◆ Work to be completed ◆
In the data below, find every line with the word "forest" and copy it.
══════════════════════════════
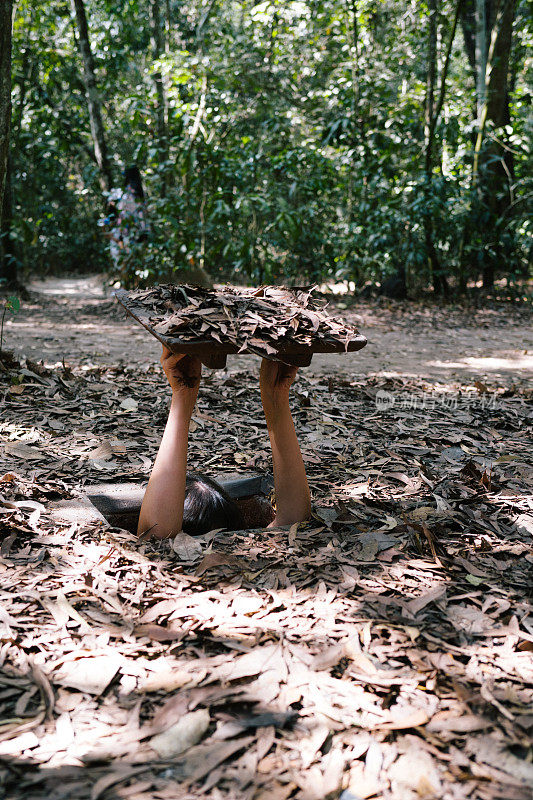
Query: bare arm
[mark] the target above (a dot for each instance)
(162, 507)
(293, 500)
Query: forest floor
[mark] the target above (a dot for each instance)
(381, 650)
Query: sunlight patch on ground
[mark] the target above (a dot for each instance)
(514, 361)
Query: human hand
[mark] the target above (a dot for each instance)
(275, 380)
(183, 373)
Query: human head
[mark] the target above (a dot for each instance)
(132, 180)
(208, 507)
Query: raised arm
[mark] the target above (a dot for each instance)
(162, 508)
(293, 501)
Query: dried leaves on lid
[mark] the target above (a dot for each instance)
(266, 321)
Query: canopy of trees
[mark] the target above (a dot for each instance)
(342, 139)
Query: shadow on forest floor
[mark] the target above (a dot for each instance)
(381, 650)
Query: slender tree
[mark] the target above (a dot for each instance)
(8, 262)
(6, 25)
(161, 103)
(432, 113)
(487, 28)
(93, 98)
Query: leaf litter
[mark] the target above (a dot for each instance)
(383, 649)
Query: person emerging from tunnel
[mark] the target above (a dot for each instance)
══════════════════════════════
◆ Finished exercise ◆
Query: forest floor
Query: shadow on forest floor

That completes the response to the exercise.